**Zu befolgende Anweisung:** Gib den Teil des Materials, der mit dessen Anfang beginnt und mit der Zeile schließt, die „294, 898, 357]]“ enthält, einschließlich beider Enden, als CSV mit den Spalten „eingabe“ und „ausgabe“ wieder. Jede CSV-Zeile enthält einen Text und die zugehörige Antwort, jeweils in einem eigenen Feld in Anführungszeichen, wobei Zeilenumbrüche durch Leerzeichen ersetzt werden.

**Bereitgestelltes Material:**
= = = = =
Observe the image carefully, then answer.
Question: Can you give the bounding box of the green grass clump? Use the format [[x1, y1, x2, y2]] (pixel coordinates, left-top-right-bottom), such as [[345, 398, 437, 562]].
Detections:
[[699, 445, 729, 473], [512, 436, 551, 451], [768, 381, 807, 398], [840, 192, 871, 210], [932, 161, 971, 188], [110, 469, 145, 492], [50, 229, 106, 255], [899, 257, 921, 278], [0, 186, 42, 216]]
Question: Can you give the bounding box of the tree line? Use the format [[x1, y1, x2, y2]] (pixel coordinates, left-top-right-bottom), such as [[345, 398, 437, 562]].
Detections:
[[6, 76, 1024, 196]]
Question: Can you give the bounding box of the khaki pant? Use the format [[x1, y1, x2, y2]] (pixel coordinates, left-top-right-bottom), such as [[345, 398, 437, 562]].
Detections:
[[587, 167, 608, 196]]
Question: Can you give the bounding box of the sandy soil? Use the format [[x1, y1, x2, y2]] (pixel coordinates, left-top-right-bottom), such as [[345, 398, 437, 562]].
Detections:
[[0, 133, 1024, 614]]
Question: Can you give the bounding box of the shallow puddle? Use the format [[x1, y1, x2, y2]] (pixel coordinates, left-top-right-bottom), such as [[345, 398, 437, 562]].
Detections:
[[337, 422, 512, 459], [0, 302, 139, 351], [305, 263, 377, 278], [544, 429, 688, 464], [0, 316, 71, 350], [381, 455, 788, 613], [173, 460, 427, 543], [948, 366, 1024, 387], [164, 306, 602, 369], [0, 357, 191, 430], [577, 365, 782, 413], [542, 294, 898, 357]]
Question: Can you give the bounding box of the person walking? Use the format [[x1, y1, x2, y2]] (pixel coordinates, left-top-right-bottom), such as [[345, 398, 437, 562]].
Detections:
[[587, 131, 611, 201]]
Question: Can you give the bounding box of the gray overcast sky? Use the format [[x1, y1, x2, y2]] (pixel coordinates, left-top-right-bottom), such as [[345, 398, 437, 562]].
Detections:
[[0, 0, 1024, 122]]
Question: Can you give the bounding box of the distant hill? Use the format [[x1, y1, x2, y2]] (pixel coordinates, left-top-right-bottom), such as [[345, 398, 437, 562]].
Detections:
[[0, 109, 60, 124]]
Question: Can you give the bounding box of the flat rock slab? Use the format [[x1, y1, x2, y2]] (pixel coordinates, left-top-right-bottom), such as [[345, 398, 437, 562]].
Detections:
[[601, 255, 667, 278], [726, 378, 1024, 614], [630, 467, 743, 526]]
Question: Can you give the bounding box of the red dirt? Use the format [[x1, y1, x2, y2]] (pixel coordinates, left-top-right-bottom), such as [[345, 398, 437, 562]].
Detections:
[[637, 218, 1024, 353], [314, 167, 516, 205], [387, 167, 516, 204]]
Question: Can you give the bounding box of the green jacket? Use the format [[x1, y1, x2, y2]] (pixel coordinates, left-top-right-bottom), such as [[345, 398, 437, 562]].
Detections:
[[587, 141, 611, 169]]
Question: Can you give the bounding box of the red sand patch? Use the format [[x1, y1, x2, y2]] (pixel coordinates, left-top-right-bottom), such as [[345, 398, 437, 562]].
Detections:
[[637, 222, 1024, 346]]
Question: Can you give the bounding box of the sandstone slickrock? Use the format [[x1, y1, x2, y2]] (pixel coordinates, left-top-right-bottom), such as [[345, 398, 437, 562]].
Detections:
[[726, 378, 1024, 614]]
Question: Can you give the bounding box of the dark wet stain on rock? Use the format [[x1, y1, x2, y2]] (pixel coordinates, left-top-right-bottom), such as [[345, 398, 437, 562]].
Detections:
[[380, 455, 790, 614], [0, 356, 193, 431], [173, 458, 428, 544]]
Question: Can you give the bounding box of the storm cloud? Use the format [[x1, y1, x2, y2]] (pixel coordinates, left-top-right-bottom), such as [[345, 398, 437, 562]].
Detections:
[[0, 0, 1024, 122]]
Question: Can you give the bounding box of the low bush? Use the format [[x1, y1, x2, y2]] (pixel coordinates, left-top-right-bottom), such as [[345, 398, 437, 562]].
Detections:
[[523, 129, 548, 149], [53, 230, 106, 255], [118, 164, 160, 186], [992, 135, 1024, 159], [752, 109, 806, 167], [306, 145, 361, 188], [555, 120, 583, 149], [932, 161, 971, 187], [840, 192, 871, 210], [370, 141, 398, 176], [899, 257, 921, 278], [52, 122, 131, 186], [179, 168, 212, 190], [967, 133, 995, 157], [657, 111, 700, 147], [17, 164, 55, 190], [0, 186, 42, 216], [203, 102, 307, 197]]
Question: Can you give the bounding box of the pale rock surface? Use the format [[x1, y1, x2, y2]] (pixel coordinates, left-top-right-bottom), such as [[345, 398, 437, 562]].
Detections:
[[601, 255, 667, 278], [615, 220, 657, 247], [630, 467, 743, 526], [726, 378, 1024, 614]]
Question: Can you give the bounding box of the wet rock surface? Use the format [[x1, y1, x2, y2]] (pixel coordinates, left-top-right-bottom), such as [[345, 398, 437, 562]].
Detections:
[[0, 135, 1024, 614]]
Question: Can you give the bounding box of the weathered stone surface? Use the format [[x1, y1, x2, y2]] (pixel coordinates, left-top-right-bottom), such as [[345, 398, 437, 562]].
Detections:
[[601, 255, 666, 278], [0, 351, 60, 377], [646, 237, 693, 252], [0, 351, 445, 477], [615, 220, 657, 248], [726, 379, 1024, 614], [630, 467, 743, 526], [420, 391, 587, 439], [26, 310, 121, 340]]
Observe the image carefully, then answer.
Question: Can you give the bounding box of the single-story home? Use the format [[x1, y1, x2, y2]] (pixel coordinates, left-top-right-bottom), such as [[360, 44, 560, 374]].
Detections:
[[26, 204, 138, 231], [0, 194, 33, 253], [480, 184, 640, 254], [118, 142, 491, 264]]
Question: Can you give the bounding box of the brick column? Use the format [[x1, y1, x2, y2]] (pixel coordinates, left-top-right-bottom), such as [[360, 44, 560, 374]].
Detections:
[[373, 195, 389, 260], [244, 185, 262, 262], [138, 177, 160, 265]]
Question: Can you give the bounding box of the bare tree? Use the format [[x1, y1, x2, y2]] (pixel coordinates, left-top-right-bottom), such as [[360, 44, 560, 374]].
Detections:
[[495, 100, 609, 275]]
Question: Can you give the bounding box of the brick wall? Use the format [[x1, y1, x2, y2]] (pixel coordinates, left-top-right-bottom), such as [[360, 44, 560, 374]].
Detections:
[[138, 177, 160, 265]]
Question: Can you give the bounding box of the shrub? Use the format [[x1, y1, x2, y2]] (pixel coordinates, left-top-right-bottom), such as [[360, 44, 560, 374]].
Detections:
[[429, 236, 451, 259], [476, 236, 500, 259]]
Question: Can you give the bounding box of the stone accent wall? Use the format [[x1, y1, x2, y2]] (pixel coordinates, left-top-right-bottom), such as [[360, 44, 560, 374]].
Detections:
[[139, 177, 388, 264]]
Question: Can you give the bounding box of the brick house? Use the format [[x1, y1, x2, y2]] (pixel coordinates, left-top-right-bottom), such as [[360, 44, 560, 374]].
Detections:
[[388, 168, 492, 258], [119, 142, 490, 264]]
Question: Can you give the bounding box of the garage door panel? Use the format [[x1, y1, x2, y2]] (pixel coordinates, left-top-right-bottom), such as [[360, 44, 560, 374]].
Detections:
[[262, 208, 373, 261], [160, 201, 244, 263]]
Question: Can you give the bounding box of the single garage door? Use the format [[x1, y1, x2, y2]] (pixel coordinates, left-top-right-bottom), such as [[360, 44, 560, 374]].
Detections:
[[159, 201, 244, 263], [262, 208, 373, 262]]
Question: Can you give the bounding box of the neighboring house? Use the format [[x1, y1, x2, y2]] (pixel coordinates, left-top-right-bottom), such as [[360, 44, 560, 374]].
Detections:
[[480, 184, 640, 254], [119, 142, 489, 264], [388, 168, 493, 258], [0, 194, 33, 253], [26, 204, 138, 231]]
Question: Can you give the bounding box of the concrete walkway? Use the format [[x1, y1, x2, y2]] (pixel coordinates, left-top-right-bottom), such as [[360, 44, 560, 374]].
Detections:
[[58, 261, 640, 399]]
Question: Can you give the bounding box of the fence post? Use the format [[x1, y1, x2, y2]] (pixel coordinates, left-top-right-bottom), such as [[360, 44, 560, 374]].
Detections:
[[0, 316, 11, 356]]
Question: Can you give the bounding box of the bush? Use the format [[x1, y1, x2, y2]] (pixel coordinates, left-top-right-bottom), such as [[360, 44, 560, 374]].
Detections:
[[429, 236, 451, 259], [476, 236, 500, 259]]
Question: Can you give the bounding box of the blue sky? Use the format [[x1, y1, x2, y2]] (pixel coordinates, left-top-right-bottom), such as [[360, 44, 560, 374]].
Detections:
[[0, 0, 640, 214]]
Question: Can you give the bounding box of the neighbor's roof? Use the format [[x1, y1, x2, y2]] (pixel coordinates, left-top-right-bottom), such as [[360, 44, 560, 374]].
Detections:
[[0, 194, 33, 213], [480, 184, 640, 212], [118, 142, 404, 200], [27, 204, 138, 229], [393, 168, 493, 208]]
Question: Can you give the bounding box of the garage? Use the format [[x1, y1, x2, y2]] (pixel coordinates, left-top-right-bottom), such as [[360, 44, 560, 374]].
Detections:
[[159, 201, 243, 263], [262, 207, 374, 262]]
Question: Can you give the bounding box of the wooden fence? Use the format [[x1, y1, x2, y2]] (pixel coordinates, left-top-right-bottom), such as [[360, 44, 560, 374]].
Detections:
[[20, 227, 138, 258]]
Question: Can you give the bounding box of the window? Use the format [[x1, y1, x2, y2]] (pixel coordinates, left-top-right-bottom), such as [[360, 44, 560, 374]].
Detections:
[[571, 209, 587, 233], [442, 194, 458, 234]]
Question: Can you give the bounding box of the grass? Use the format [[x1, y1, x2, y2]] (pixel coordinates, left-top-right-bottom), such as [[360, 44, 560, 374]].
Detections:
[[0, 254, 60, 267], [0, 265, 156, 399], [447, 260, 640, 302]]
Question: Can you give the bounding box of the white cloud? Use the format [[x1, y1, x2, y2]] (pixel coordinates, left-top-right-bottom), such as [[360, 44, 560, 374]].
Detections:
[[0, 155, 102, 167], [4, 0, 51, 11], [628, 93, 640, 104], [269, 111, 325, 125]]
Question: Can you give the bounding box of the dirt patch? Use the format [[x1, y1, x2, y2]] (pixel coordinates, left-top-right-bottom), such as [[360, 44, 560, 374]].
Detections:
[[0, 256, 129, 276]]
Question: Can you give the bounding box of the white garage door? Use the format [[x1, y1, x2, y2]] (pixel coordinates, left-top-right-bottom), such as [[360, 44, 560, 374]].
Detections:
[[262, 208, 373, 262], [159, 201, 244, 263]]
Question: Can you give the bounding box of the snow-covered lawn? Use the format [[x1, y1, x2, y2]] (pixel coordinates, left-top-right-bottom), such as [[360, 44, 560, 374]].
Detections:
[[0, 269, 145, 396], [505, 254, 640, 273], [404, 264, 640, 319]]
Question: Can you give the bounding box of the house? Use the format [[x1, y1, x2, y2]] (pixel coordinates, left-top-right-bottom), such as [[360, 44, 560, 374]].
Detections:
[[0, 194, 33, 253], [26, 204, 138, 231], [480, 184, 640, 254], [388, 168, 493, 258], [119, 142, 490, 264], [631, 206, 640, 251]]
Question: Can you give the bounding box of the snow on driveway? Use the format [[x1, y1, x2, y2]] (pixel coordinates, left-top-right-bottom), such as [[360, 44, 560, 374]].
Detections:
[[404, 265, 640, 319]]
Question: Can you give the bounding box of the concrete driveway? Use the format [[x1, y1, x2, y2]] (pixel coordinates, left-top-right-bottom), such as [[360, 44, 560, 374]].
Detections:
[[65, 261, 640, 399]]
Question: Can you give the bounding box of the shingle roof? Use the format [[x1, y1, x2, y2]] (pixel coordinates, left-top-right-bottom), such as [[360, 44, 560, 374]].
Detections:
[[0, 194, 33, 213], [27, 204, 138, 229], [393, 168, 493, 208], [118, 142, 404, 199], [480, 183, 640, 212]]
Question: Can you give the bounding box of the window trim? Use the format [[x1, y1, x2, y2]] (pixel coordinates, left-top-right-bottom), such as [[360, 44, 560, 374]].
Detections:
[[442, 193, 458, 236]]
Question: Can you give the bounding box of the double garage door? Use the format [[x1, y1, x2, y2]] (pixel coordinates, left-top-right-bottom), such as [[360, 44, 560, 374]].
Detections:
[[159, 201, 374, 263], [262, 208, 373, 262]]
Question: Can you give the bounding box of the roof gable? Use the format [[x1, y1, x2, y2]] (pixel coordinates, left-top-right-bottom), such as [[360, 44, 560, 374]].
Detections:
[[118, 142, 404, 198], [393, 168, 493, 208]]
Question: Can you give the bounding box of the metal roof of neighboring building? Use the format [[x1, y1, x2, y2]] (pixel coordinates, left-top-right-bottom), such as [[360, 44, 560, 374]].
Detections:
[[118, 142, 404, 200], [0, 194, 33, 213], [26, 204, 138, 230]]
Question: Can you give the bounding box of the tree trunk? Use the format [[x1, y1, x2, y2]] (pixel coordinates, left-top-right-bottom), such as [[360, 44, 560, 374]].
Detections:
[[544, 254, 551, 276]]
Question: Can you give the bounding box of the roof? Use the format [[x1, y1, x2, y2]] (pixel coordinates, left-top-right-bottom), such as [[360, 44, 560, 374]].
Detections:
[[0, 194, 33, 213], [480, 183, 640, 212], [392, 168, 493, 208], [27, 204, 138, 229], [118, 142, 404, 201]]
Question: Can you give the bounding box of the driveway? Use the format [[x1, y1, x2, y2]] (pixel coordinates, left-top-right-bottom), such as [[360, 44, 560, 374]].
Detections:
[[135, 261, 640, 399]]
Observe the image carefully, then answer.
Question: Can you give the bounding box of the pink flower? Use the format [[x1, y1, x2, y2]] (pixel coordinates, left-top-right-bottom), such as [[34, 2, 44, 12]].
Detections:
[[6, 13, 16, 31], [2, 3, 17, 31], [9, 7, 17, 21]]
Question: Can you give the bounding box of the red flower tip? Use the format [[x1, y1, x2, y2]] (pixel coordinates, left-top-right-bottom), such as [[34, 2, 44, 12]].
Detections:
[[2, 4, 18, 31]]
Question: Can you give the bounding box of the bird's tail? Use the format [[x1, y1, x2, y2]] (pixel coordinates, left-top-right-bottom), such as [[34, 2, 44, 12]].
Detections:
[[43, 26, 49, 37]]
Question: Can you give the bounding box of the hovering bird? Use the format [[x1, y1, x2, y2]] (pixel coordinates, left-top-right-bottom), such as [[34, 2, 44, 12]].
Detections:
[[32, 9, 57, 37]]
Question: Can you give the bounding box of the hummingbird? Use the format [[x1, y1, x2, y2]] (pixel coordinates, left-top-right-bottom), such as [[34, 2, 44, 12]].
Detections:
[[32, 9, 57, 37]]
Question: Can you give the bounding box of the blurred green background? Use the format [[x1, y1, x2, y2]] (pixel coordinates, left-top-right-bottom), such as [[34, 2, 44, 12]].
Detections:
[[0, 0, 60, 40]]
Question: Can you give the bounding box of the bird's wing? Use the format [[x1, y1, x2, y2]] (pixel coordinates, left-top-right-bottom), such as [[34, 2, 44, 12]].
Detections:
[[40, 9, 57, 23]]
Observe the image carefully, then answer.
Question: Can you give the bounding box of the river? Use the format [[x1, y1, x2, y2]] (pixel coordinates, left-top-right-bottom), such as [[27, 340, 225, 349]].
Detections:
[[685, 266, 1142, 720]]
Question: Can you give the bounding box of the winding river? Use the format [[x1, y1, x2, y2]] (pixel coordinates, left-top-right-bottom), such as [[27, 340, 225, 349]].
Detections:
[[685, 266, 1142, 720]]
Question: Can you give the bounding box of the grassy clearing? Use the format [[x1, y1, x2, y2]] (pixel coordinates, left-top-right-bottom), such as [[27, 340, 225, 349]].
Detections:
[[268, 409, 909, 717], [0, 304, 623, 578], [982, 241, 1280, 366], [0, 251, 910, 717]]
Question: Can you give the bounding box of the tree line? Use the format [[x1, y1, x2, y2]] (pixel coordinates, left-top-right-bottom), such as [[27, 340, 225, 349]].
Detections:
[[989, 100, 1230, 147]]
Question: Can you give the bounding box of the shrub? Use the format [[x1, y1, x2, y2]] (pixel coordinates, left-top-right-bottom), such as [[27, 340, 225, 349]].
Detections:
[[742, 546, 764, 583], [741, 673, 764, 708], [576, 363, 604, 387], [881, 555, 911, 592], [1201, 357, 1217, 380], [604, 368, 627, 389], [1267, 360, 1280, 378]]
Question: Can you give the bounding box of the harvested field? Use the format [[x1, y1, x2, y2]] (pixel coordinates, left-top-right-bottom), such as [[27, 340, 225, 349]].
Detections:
= = = = =
**Richtige Antwort:**
eingabe,ausgabe
"Observe the image carefully, then answer. Question: Can you give the bounding box of the green grass clump? Use the format [[x1, y1, x2, y2]] (pixel coordinates, left-top-right-bottom), such as [[345, 398, 437, 562]]. Detections:","[[699, 445, 729, 473], [512, 436, 551, 451], [768, 381, 807, 398], [840, 192, 871, 210], [932, 161, 971, 188], [110, 469, 145, 492], [50, 229, 106, 255], [899, 257, 921, 278], [0, 186, 42, 216]]"
"Question: Can you give the bounding box of the tree line? Use the format [[x1, y1, x2, y2]] (pixel coordinates, left-top-right-bottom), such as [[345, 398, 437, 562]]. Detections:","[[6, 76, 1024, 196]]"
"Question: Can you give the bounding box of the khaki pant? Use the format [[x1, y1, x2, y2]] (pixel coordinates, left-top-right-bottom), such as [[345, 398, 437, 562]]. Detections:","[[587, 167, 608, 196]]"
"Question: Can you give the bounding box of the sandy soil? Use the format [[x1, y1, x2, y2]] (pixel coordinates, left-top-right-bottom), such as [[345, 398, 437, 562]]. Detections:","[[0, 133, 1024, 614]]"
"Question: Can you give the bounding box of the shallow puddle? Use the format [[x1, y1, x2, y2]] (pixel coordinates, left-top-right-bottom), such as [[345, 398, 437, 562]]. Detections:","[[337, 422, 512, 459], [0, 302, 139, 351], [305, 263, 377, 278], [544, 429, 688, 464], [0, 316, 71, 350], [381, 455, 788, 613], [173, 460, 427, 543], [948, 366, 1024, 387], [164, 306, 602, 369], [0, 357, 191, 430], [577, 365, 782, 413], [542, 294, 898, 357]]"